* [Your goal]:
Write the next few paragraphs of the article on the stage show Rebel Voices, picking up after its final sentence.

**** Text passage

[NYTr] Rebel Voices: A Call for Civil Disobedience

All the News That Doesn't Fit nytr at blythe-systems.com
Tue Nov 20 16:21:09 EST 2007


Alternet - Nov 20, 2007
http://www.alternet.org/story/68359/

Howard Zinn's Rebel Voices: A Call for Civil Disobedience

By Andre Banks

"History doesn't repeat itself, but it does rhyme." -- Mark Twain

What does civil disobedience sound like? It sounds like Sojourner Truth
and Frederick Douglas, Bob Dylan and Woodie Guthrie, parents who've
lost their children in war and Gulf Coast residents betrayed by their
country. It sounds like a history that many of us have forgotten ...
until now.

Rebel Voices, opening this week at The Cultural Project in New York,
provides a full course in the struggles that have shaped America from
its inception to the present day. Through staged dramatic readings, the
show unites the full humor and depth of iconic figures we celebrate but
don't bother to read, and those individuals on the margins whose voices
drove movements for change.

Rebel Voices is the dramatic counterpart to Howard Zinn and Anthony
Arnove's Voice of a People's History of the United States. The show,
written by Rob Urbinati brings together American voices pulled from
speeches, articles, memoirs and interviews to highlight a national
tradition in short supply in recent years: civil disobedience.

Performed by a permanent cast of actors with Danny Glover, Eve Ensler,
Lili Taylor and Staceyann Chin rotating in to bring additional
star-power, the show blends the words of our most celebrated orators
with the powerful voices of everyday women and men who fought against
impossible odds to change their lives and their country.

The show presents these voices, moving chronologically across the
expanse of American history. There are familiar echoes here like
Sojourner Truth's famous "Ain't I A Woman" and Frederick Douglas,'
"What, to the American slave, is your 4th of July?"

But the show reminds us that these great speeches weren't always Black
history month clichés. In fact, the words still burn; Douglas' elegant
excoriation of white liberalism and Truth's pioneering understanding of
the intersection between the abolition of slavery and women's suffrage
are presented here to great effect. It is political language at its
best, beautiful, alive and inspiring.

********
**** Given records

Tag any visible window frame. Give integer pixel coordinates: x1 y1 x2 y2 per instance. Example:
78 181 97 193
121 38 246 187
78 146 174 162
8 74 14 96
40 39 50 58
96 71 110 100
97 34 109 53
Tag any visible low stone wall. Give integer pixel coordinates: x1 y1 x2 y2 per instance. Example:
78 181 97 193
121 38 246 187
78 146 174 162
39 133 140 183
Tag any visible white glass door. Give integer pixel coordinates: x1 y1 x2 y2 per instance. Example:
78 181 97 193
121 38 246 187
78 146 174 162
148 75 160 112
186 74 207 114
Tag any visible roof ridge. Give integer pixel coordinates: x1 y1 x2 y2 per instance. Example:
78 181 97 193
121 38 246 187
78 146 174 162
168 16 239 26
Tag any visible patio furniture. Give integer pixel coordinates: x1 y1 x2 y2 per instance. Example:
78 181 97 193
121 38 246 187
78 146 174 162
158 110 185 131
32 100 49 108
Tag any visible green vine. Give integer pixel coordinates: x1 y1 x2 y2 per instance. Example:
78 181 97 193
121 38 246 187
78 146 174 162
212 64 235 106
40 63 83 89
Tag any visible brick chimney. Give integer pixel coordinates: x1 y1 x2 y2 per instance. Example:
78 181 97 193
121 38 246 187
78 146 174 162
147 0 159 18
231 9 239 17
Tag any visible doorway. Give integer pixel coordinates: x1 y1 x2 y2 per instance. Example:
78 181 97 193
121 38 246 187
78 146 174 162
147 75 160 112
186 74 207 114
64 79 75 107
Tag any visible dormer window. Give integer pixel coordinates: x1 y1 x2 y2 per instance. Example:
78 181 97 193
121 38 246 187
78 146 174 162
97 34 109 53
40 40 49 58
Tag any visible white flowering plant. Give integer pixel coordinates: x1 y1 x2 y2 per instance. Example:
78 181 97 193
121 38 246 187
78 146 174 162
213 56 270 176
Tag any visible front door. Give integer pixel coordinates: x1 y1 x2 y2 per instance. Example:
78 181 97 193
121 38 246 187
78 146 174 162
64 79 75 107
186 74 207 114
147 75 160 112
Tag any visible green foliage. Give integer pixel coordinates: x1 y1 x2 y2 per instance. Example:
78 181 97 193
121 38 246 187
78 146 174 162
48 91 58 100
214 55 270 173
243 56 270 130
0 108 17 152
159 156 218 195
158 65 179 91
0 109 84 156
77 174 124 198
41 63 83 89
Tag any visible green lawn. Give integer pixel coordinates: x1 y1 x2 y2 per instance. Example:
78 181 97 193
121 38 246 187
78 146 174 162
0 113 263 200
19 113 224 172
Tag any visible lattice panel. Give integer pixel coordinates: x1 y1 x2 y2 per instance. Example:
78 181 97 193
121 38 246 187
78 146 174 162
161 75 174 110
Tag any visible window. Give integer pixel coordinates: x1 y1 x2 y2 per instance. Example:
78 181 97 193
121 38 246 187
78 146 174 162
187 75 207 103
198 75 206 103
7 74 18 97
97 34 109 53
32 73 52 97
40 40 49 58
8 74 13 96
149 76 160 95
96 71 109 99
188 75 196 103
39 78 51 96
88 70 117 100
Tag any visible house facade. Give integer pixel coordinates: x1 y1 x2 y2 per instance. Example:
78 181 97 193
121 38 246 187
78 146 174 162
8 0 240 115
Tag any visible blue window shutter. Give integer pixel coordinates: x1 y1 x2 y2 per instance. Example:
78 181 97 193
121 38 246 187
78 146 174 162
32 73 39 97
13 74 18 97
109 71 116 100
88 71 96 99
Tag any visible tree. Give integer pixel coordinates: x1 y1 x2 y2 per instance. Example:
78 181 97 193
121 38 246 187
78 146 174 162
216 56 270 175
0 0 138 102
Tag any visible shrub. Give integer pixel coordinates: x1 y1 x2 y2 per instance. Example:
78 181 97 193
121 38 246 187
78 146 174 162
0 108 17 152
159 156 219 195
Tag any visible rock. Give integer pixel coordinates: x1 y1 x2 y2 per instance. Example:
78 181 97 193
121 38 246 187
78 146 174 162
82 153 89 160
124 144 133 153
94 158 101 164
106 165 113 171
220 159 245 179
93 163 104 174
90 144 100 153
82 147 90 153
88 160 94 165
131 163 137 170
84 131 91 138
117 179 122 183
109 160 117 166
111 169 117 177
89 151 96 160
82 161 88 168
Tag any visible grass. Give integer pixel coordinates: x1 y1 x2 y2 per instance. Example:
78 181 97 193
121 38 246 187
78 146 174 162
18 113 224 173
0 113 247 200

********

* [In response]:
Rebel Voices also features an intriguing selection of other texts and
characters that you'll be shocked you don't know. Of particular note
are the U.S. Strategic Bombing Report's secrets of Hiroshima and
Nagasaki, Anne Moody's first-hand account of a lunch-counter sit-in,
and a trio of labor and housing activists from the 1930s whose
radicalism will remind us how many of our grandmothers got to be so
tough. While not every voice rings as clearly as it might have in its
historical moment, many have aged well and offer both inspiration and
insight into our present political predicament.

The production allows the unique opportunity to enjoy some of the
greatest speeches ever delivered as if you were in the original
audience. Through a simple but active staging the actors succeed in
walking you through the decades with a steady pace, alternating between
fist pounding rhetoric and the most private confessions. The show also
features the rebel voices found in the songs of protest by Woodie
Guthrie, Bob Dylan and Roy Ayers, performed by Allison Moorer.

While the dramatic edge of certain moments is dulled by their popular
identification, like Malcolm X's "by any means necessary," the
descriptions of important historical moments, past and present, by
ordinary people are complex and compelling.

It is these quite moments of Rebel Voices that truly deliver. The
audience becomes a part of intimate conversation with parents whose son
was lost at war or a woman convinced her inability to leave pre-Katrina
New Orleans was anything but a mistake. It is the power of language to
change our minds and reshape our ideas that we are reminded of in these
exchanges -- the simple but civilly disobedient act of telling the
unofficial truth as we've lived it, despite the consequences.

Rebel Voices reminds us of the power of the spoken word, the
possibility of language to illuminate injustice and the full arc of
history that never makes it into a textbook. And in doing so connects
the great words and thinkers of the past to bring history's rhyme into
the present.

© 2007 Independent Media Institute.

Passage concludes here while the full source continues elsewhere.